**PROMPT:** Count the lines in the material below that contain the string "green", matching case exactly. Give only the number.

**GIVEN INFORMATION:**
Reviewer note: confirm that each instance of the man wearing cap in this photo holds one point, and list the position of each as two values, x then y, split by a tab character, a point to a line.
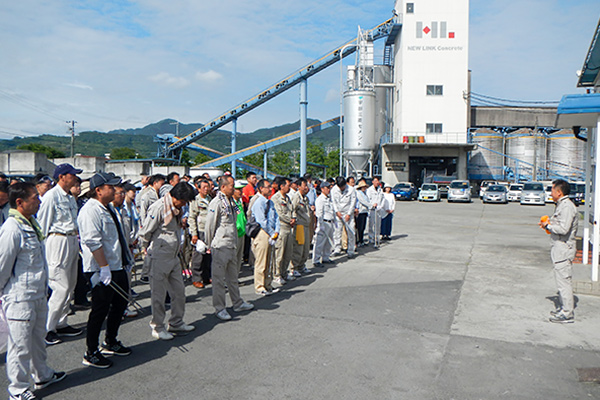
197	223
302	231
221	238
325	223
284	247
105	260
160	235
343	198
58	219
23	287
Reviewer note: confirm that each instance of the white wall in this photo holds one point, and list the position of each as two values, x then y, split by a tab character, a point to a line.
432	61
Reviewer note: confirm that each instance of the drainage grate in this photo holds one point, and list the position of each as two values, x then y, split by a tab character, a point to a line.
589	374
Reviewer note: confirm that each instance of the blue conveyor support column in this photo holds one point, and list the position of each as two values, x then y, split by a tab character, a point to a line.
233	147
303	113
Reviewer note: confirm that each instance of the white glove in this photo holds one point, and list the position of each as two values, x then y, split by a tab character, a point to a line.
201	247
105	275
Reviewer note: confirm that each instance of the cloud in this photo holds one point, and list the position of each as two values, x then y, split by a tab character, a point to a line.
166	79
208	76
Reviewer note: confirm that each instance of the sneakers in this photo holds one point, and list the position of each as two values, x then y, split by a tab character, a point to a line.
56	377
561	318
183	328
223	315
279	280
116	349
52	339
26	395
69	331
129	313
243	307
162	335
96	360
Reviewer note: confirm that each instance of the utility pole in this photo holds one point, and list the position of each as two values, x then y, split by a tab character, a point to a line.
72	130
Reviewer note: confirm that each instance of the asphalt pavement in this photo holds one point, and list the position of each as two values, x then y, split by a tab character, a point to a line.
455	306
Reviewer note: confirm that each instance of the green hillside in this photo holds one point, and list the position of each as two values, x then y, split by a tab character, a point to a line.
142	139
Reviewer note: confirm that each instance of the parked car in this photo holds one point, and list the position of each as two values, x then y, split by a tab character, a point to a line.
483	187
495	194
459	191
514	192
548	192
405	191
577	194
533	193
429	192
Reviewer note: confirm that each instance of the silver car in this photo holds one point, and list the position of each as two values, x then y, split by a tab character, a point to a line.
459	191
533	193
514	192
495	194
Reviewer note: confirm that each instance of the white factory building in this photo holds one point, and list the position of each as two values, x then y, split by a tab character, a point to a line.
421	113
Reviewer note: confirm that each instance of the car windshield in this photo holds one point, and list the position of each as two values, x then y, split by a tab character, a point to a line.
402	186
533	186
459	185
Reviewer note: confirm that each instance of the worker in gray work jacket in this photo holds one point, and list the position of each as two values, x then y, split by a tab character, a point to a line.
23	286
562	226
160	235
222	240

* * *

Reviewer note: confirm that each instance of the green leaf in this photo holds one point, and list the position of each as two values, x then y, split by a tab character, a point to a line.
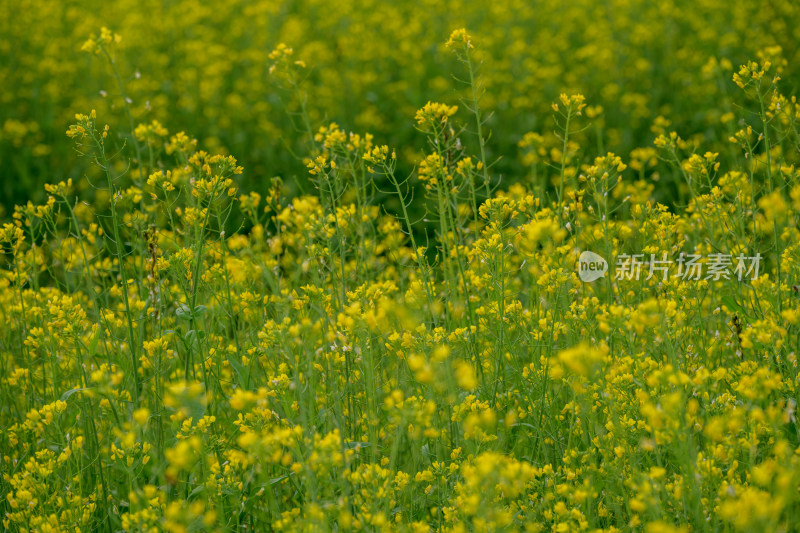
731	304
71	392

**COMPLETED TASK:** 2